[PROBLEM DESCRIPTION]:
Your response should contain every record below, copied exactly.

(Dataset records)
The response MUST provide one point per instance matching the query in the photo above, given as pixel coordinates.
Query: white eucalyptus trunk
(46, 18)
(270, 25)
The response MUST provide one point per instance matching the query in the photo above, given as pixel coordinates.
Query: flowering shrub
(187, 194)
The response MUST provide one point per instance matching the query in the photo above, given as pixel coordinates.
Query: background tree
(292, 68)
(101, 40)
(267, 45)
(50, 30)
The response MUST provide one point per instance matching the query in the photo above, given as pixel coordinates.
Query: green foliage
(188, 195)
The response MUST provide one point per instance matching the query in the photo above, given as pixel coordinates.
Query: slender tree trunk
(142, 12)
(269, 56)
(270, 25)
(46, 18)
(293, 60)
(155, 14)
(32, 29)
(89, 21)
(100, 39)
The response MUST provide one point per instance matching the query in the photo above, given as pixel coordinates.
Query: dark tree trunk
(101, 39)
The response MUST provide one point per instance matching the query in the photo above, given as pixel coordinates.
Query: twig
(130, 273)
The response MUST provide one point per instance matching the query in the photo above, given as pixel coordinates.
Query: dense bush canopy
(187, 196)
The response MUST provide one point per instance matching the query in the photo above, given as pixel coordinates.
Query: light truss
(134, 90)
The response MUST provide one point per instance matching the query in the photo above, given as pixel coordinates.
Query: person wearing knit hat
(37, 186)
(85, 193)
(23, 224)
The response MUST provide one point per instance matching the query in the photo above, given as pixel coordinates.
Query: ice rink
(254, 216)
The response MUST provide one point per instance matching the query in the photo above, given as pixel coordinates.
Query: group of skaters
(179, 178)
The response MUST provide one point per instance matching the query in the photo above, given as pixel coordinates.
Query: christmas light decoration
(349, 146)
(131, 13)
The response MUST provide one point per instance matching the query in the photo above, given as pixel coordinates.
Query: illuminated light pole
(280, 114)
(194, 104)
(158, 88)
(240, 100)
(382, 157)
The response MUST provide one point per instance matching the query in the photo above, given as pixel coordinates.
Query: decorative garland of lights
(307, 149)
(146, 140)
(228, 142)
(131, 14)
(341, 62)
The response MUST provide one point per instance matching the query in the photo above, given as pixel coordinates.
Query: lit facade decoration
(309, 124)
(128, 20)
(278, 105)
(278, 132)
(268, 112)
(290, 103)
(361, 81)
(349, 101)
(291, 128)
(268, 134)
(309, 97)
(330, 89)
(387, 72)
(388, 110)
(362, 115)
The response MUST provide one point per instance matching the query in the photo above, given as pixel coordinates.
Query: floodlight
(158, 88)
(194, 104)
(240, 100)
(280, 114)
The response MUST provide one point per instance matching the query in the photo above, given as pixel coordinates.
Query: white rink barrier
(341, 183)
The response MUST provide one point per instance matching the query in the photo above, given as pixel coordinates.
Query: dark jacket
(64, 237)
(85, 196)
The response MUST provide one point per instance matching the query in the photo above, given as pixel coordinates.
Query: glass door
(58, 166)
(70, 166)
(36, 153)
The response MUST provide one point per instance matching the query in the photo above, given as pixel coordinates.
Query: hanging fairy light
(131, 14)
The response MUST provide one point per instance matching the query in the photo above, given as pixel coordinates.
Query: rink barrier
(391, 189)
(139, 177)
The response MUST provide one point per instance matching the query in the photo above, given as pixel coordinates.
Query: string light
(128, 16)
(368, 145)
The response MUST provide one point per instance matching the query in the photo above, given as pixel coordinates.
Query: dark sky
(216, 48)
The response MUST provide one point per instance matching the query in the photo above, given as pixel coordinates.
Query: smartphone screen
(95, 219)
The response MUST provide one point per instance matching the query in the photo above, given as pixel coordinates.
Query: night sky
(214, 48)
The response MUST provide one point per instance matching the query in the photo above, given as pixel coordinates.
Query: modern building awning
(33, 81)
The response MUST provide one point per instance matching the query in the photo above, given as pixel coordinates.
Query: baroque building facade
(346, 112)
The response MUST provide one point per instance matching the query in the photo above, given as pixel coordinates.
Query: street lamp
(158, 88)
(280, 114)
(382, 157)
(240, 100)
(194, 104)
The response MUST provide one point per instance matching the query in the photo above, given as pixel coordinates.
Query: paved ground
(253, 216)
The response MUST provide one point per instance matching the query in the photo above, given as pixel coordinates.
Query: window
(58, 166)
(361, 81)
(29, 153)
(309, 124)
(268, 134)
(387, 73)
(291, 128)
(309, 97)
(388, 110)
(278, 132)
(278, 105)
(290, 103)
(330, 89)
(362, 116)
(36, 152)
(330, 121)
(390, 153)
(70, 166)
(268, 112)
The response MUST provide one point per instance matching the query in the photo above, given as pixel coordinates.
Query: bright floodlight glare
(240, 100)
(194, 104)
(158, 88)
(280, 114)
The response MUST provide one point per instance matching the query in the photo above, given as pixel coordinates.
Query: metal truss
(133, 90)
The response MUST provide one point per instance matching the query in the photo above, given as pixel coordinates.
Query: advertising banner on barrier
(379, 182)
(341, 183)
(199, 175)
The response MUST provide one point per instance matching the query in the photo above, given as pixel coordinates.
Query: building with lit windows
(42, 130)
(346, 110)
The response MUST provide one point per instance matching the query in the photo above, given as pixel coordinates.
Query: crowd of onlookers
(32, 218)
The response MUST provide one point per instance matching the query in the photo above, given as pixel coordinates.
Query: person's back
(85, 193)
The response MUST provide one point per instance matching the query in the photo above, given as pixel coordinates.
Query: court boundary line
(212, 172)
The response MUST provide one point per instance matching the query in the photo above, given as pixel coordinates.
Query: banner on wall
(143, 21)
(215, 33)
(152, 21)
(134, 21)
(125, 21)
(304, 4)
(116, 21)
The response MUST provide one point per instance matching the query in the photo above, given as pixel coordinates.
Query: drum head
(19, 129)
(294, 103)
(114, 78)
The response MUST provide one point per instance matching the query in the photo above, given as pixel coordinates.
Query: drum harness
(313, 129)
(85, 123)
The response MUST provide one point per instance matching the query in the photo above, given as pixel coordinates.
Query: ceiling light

[YOUR SOLUTION]:
The response MUST provide one point per instance matching the query in the photo above, given as pixel coordinates.
Query: white eucalyptus trunk
(46, 18)
(270, 25)
The response MUST provide one point per instance matching the query in the photo above, given as pixel coordinates.
Query: flowering shrub
(187, 194)
The response MUST provide one point per instance matching the query in the photo above, given as pixel coordinates.
Query: background tree
(292, 68)
(101, 40)
(267, 45)
(50, 30)
The response MUST provide one point per instance matching the query in the photo above, given as pixel coordinates.
Query: green foliage
(188, 195)
The response MUST provide one point per instance matching the query in the photo above, given as pixel coordinates.
Query: slender tree trunk
(142, 12)
(269, 56)
(270, 25)
(46, 18)
(293, 60)
(155, 14)
(32, 29)
(89, 21)
(100, 39)
The response MUST provide one point per instance matching the query in the photo above, given as pixel coordinates.
Query: dark tree trunk
(101, 39)
The response MUST provide one point per instance matching the query in the photo above, given as pixel coordinates.
Query: twig
(130, 273)
The response MUST provide one point per instance matching the query in the photo above, given as pixel coordinates.
Query: dense bush canopy
(187, 196)
The response MUST provide one point per instance matching the query in the photo above, given as pixel coordinates.
Query: light truss
(134, 90)
The response MUST provide one point per instance matching the query in the photo above, given as pixel coordinates.
Query: person wearing knit hat
(37, 186)
(85, 193)
(23, 224)
The response MUST provide one point per instance matching the query in the photo above, given as pixel coordinates.
Query: ice rink
(254, 216)
The response MUST provide one point per instance matching the query in the photo above, given as pixel coordinates.
Query: group of skaters
(179, 178)
The response MUST provide one point per instance matching the query in the photo above, given as pixel coordinates.
Query: christmas light decoration
(349, 146)
(131, 13)
The response MUST provide one point per instance matching the query in the photo above, given as pixel coordinates.
Query: illuminated light pole
(280, 114)
(194, 104)
(158, 88)
(240, 100)
(382, 157)
The response MUST provide one point per instance matching the query in the photo above, given as pixel coordinates.
Query: decorative garland of lights
(307, 149)
(146, 140)
(228, 142)
(131, 14)
(341, 62)
The response MUST provide one point per instance matching the query in the photo above, given as pixel coordinates.
Query: lit facade decoration
(309, 124)
(128, 20)
(278, 105)
(278, 132)
(268, 112)
(290, 103)
(361, 81)
(349, 101)
(291, 128)
(268, 134)
(309, 97)
(330, 89)
(387, 72)
(388, 110)
(362, 115)
The response MUST provide one point per instance matching the query in the photo above, given as pixel coordinates.
Query: floodlight
(158, 88)
(194, 104)
(240, 100)
(280, 114)
The response MUST provide one point per instance matching the query in the photo above, given as pixel coordinates.
Query: white rink barrier
(341, 183)
The response MUST provide one point per instance matching the query in the photo above, given as pixel coordinates.
Query: dark jacket
(64, 237)
(85, 196)
The response MUST provide one point per instance matching the query in the photo above, given as pixel coordinates.
Query: glass door
(58, 166)
(70, 166)
(36, 153)
The response MUST provide one point per instance matching the query in the photo above, given as pixel coordinates.
Query: hanging fairy light
(131, 14)
The response MUST provide one point per instance matching the query in the photo above, given as pixel coordinates.
Query: rink barrier
(391, 189)
(139, 177)
The response MUST provide one point per instance matching the query in the photo above, given as pixel coordinates.
Query: string light
(128, 16)
(368, 145)
The response MUST provide one point per instance matching the query in the photo above, given as pixel coordinates.
Query: dark sky
(216, 48)
The response MUST provide one point per instance matching the query in the photo above, given as pixel coordinates.
Query: smartphone screen
(95, 219)
The response MUST provide one point per instance matching the query in the photo above, given as pixel coordinates.
Query: night sky
(214, 48)
The response MUST provide one point per instance matching the query in the photo above, given as pixel coordinates.
Query: modern building awning
(33, 81)
The response MUST provide one point per instance matching the query in the photo above, given as pixel coordinates.
Query: baroque building facade
(346, 112)
The response MUST provide one point per instance matching the query in the photo above, given as pixel coordinates.
Query: street lamp
(158, 88)
(280, 114)
(382, 157)
(240, 100)
(194, 104)
The response MUST provide one point per instance matching the query in the photo above, given as pixel coordinates.
Query: paved ground
(253, 216)
The response MUST provide one point per instance matching the query in the photo above, given as pixel coordinates.
Query: window
(58, 166)
(361, 81)
(29, 153)
(309, 124)
(268, 134)
(387, 73)
(291, 128)
(309, 97)
(388, 110)
(278, 132)
(278, 105)
(290, 103)
(330, 89)
(362, 116)
(36, 152)
(330, 121)
(390, 153)
(70, 166)
(268, 112)
The response MUST provide one point per instance matching the query in the photo above, given as pixel coordinates.
Query: bright floodlight glare
(240, 100)
(194, 104)
(158, 88)
(280, 114)
The response MUST provide one point per instance matching the query in the photo above, given as pixel coordinates.
Query: metal truss
(133, 90)
The response MUST provide one point per instance matching the query in the photo above, given as pixel coordinates.
Query: advertising banner on barrier
(379, 182)
(341, 183)
(199, 175)
The response MUST provide one point per instance matching the query in the photo above, given as pixel coordinates.
Query: building with lit windows
(42, 130)
(346, 110)
The response MUST provide one point per instance matching the query in the photo above, given as pixel coordinates.
Query: crowd of onlookers
(32, 218)
The response MUST provide one point per instance matching the query in the photo above, given as pixel coordinates.
Query: person's back
(85, 193)
The response MUST provide one point per instance matching the query in the photo above, given as pixel coordinates.
Query: court boundary line
(212, 172)
The response MUST provide one point per instance matching the query in the photo above, given as pixel coordinates.
Query: banner on wall
(143, 21)
(215, 33)
(152, 21)
(134, 21)
(125, 21)
(304, 4)
(116, 21)
The response MUST provide one point per instance matching the query in the photo above, given as pixel coordinates.
Query: drum head
(19, 129)
(294, 103)
(114, 78)
The response MUST provide one point per instance matching the query in the photo above, given as pixel coordinates.
Query: drum harness
(313, 129)
(85, 123)
The response MUST provide one point per instance matching the query in the photo above, given as pixel coordinates.
Query: ceiling light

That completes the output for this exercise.